Material shown:
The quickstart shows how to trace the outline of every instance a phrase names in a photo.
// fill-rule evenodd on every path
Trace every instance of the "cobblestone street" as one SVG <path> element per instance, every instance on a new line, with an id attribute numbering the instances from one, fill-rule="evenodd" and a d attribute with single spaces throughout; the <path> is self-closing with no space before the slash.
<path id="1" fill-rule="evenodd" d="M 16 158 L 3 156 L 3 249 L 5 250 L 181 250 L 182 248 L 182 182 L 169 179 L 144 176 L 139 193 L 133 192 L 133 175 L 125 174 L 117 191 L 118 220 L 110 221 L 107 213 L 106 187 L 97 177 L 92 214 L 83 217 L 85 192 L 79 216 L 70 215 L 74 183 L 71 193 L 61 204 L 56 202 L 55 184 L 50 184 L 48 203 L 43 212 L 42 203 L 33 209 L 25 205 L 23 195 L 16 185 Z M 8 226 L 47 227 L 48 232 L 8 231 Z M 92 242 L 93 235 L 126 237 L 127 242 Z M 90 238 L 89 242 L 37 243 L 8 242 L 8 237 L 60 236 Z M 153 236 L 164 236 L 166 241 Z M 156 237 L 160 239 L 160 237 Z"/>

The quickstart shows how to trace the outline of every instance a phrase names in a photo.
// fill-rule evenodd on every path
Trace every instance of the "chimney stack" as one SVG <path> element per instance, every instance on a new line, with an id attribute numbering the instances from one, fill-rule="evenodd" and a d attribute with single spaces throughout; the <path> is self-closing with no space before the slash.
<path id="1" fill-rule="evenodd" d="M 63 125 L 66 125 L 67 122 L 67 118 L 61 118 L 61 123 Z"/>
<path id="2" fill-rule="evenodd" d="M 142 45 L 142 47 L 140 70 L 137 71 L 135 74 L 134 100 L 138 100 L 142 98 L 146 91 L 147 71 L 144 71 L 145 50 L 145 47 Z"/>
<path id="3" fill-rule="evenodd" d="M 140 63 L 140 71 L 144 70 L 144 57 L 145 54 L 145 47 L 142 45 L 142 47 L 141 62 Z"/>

Written request: Reproduce the listing above, switching "quickstart" for "tutorial" wherever it appears and leaving everything else unchanged.

Result for this task:
The tutorial shows how to trace the outline of every instance a phrase names in a photo.
// fill-rule evenodd on every path
Trace every instance of the "cobblestone street" as one SVG <path> element per instance, every instance on a new line, with an id attribute numbering the instances from one, fill-rule="evenodd" and a d attribute with single spaces throughout; the <path> is self-closing with no space before the slash.
<path id="1" fill-rule="evenodd" d="M 16 158 L 3 156 L 3 249 L 5 250 L 181 250 L 182 248 L 182 182 L 169 179 L 144 176 L 139 193 L 133 192 L 133 175 L 125 174 L 117 191 L 118 220 L 110 221 L 107 213 L 106 187 L 97 177 L 92 214 L 83 217 L 85 192 L 79 216 L 70 215 L 74 183 L 71 193 L 61 204 L 56 202 L 55 184 L 50 184 L 48 203 L 43 212 L 42 203 L 33 209 L 25 205 L 23 195 L 16 185 Z M 8 226 L 47 227 L 48 232 L 8 231 Z M 92 242 L 93 235 L 126 237 L 127 242 Z M 90 238 L 89 242 L 37 243 L 8 242 L 8 237 L 60 236 Z M 153 236 L 164 236 L 166 241 Z M 156 237 L 160 239 L 160 237 Z"/>

The tutorial shows how to trace the outline of every instance a phrase names in a photo.
// fill-rule evenodd on every path
Trace every instance of the "chimney stack" as one SVG <path> element per instance, every instance on a new line, with an id attribute numbering the instances from one, fill-rule="evenodd" and a d attribute with single spaces throughout; the <path> is self-closing with no space before the slash.
<path id="1" fill-rule="evenodd" d="M 63 125 L 66 125 L 67 122 L 67 118 L 61 118 L 61 123 Z"/>
<path id="2" fill-rule="evenodd" d="M 142 45 L 142 47 L 140 70 L 137 71 L 135 74 L 134 100 L 138 100 L 142 98 L 146 91 L 147 71 L 144 71 L 145 50 L 145 47 Z"/>
<path id="3" fill-rule="evenodd" d="M 140 63 L 140 71 L 144 70 L 144 57 L 145 54 L 145 47 L 142 45 L 142 47 L 141 62 Z"/>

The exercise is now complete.